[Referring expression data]
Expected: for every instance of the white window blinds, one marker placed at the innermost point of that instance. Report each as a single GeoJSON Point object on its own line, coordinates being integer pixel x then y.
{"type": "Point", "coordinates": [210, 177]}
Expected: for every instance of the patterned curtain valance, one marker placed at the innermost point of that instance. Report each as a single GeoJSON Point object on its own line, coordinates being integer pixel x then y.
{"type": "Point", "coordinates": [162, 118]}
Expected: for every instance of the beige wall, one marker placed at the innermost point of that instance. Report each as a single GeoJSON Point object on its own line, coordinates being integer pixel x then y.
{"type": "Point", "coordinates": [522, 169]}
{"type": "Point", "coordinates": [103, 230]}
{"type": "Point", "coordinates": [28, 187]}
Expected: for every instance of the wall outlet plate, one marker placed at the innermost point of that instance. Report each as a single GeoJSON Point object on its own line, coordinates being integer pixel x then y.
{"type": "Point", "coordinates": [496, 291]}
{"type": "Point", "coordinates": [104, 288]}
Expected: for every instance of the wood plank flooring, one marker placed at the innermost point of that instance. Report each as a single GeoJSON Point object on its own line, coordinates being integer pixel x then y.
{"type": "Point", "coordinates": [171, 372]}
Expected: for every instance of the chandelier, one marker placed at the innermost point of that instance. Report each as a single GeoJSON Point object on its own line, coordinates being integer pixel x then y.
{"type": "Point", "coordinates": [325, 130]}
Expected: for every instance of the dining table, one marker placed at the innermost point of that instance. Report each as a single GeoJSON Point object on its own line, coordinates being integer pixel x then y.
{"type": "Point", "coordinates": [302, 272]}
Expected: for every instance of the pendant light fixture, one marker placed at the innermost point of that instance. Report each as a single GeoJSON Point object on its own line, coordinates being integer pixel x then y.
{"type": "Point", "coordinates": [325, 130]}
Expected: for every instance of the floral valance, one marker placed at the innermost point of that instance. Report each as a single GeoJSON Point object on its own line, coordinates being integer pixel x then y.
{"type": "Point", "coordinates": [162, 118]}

- **Problem**
All lines from the one with "Expected: for every instance of the wood" onward to the end of the records above should be repeated exactly, and only those lines.

- **Written solution**
Expected: for every instance of the wood plank flooring, one marker placed at the innermost point of that instance. Report each as a single GeoJSON Point object on its own line, coordinates being integer pixel x then y.
{"type": "Point", "coordinates": [171, 372]}
Expected: for every instance of the chandelier, one marker placed at the innermost point of that instance. Report each as a single GeoJSON Point object on its own line, coordinates being integer pixel x then y.
{"type": "Point", "coordinates": [325, 130]}
Expected: for every instance of the dining table, one marker placed at the innermost point of that instance. Report each as a single GeoJSON Point object on its own line, coordinates being integer pixel x then y.
{"type": "Point", "coordinates": [302, 272]}
Expected: for every instance of the pendant light fixture, one marker placed at the innermost point of that instance. Report each as a single GeoJSON Point object on its own line, coordinates being integer pixel x then y.
{"type": "Point", "coordinates": [325, 130]}
Expected: for every instance of the floral valance, one marker placed at the innermost point of that instance. Report each as a single GeoJSON Point object on its own line, coordinates being integer pixel x then y.
{"type": "Point", "coordinates": [162, 118]}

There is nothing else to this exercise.